Directions: Reproduce verbatim the rows below that run from the line containing "of the roofline" through the line containing "Phrase: roofline eave", both lines included.
──────── Input records
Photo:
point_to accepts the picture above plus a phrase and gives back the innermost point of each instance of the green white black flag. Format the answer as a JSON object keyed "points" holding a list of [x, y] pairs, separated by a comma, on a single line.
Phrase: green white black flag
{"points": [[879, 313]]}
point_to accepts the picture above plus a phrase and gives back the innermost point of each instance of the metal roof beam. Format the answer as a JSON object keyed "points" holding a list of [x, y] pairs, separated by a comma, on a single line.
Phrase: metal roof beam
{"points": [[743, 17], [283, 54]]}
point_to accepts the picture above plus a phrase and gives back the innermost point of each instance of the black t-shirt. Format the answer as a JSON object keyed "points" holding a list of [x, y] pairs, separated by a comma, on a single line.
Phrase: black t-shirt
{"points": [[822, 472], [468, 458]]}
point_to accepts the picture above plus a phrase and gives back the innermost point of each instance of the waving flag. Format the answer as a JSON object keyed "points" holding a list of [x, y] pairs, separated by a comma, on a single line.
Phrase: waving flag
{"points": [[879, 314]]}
────────────────
──────── Input records
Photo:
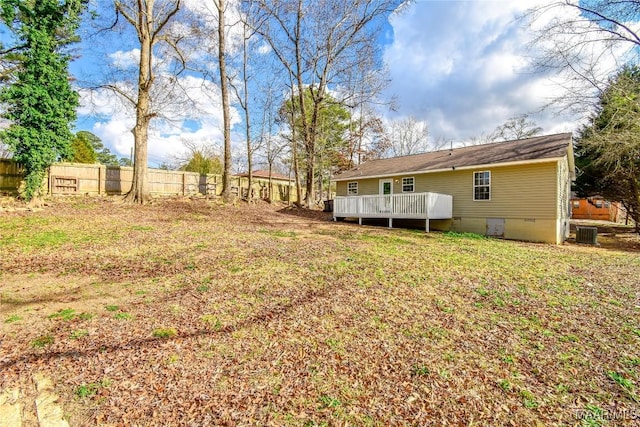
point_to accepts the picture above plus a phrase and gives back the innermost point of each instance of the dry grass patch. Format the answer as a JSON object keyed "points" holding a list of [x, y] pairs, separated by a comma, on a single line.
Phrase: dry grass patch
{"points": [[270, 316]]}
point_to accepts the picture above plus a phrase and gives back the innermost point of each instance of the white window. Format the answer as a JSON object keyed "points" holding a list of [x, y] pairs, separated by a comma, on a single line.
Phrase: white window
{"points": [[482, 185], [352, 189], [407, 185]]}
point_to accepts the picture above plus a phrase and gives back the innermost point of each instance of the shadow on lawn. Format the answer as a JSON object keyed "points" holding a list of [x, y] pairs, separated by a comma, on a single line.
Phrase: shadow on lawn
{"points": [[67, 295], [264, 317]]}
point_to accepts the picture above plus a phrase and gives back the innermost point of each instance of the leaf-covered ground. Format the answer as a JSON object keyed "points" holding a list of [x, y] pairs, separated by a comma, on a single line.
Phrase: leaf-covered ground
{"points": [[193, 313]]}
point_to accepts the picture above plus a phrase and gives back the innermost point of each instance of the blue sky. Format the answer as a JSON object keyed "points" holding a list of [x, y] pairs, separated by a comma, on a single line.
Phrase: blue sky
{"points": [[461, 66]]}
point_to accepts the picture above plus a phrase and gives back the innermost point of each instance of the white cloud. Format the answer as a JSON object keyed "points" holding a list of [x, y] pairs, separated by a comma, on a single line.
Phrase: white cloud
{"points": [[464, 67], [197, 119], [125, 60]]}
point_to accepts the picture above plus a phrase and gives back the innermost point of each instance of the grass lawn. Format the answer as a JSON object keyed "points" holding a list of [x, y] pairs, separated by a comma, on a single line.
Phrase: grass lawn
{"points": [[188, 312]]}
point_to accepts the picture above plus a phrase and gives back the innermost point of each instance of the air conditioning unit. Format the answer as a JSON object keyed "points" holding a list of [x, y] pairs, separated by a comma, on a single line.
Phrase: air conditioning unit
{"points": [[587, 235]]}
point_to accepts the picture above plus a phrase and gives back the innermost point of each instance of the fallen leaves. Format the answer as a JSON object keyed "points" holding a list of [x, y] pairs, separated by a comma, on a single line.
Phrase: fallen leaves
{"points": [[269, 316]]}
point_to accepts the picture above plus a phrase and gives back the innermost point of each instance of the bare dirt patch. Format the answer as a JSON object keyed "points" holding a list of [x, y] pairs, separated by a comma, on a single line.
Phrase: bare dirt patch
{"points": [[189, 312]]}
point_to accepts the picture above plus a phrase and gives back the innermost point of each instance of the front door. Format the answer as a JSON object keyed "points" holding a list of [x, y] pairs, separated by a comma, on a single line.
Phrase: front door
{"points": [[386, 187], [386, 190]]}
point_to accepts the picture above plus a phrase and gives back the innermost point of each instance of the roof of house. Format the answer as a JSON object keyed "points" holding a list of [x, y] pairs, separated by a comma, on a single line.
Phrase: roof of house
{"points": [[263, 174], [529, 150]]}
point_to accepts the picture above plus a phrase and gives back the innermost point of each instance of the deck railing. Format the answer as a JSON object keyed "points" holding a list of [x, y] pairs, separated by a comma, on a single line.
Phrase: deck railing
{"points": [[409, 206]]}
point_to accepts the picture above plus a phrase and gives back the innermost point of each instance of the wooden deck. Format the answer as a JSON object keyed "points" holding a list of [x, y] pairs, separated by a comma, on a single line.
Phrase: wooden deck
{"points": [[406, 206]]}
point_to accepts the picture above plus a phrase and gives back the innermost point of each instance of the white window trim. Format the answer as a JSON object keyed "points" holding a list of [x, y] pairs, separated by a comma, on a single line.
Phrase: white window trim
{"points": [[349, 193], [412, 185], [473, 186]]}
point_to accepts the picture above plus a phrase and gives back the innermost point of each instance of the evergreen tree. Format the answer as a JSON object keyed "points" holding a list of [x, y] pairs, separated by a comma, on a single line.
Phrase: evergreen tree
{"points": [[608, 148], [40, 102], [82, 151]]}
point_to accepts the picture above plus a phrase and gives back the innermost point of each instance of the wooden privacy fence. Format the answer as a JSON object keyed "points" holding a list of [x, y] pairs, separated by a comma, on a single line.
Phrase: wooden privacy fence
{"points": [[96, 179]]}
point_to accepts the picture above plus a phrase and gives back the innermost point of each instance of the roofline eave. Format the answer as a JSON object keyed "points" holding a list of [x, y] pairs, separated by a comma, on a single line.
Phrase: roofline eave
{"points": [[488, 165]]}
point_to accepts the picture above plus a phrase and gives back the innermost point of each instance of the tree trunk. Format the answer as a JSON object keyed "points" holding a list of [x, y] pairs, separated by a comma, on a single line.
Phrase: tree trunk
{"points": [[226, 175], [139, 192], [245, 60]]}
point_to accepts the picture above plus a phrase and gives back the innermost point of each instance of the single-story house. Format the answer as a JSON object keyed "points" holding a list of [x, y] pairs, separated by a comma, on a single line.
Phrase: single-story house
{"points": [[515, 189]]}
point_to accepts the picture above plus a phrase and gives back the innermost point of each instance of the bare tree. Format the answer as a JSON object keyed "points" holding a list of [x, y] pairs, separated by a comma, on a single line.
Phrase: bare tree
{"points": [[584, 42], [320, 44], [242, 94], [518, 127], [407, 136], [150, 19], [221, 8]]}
────────────────
Solved exercise:
point_to accepts the picture above plus a phrase and gives back the innermost point of each instance of the roofline eave. Format the answer as a JSON object keyed "points" holding a list of [x, y] pairs, separated by a comma, on a single line.
Phrase: roofline eave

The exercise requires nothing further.